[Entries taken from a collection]
· · · · ·

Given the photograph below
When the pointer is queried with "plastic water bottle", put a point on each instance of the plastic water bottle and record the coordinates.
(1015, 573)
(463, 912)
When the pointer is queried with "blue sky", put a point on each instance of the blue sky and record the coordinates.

· · · · ·

Rewrite the material above so that every occurrence of "plastic water bottle" reads "reusable drink container", and leave everything else unchanged.

Given the photograph below
When the pointer is queried with "reusable drink container", put a point on each instance of the reusable drink container and record the coordinates.
(1015, 573)
(463, 912)
When the pointer is queried with "blue sky", put a point on each instance of the blue sky and record the coordinates.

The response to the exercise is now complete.